Count every line in the data below that includes "green", and give only the result.
[INPUT DATA]
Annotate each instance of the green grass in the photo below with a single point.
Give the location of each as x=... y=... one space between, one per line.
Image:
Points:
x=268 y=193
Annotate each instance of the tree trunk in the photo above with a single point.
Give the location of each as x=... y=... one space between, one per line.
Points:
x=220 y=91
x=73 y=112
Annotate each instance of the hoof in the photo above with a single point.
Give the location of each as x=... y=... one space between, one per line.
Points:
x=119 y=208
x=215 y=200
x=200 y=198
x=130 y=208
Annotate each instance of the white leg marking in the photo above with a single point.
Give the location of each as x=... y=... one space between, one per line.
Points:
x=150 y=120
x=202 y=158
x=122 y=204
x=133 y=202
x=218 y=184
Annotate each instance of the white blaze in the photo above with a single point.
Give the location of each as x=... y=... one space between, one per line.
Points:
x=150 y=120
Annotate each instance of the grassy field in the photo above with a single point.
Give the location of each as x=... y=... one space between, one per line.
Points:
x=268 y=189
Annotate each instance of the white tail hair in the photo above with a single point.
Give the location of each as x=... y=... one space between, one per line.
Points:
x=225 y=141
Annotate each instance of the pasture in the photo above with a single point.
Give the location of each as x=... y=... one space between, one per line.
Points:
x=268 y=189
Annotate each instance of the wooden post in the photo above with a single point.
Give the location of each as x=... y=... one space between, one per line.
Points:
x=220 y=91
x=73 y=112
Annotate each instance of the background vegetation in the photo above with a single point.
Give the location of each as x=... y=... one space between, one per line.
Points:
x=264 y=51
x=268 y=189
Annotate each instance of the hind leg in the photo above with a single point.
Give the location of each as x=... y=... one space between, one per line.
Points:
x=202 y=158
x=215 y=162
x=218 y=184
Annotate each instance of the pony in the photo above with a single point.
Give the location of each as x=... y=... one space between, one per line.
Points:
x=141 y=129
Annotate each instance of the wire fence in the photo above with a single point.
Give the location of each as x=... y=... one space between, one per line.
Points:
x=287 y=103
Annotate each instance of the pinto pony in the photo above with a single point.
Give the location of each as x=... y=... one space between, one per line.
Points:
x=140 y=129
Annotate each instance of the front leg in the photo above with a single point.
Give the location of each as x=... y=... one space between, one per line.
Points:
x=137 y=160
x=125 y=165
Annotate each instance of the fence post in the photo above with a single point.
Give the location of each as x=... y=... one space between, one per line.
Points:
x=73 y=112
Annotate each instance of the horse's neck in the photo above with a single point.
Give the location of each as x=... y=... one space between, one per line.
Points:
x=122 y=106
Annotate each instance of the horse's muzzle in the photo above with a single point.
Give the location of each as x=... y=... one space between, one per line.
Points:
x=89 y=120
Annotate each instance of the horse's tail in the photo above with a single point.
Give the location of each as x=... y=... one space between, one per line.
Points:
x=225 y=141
[/INPUT DATA]
[INPUT DATA]
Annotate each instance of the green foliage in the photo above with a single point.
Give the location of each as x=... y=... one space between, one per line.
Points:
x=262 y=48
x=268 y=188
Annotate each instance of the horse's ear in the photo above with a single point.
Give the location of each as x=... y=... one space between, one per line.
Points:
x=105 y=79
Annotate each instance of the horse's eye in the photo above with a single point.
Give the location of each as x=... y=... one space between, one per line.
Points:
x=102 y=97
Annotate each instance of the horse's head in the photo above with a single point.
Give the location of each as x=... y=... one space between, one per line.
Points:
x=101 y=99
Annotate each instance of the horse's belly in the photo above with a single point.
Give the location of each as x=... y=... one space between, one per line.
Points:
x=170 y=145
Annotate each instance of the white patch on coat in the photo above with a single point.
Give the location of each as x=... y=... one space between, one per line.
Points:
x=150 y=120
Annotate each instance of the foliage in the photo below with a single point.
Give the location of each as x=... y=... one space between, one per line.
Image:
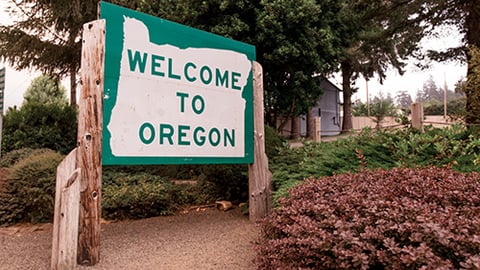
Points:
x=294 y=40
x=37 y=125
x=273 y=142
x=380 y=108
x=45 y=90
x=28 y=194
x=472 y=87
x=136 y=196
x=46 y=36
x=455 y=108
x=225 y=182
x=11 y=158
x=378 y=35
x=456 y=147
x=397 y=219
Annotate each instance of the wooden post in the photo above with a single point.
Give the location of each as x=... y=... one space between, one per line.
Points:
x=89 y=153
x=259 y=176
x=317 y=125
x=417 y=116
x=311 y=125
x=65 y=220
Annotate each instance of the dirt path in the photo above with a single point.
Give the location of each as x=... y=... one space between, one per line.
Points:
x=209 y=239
[/INPUT DATA]
> [YOUR SOLUTION]:
2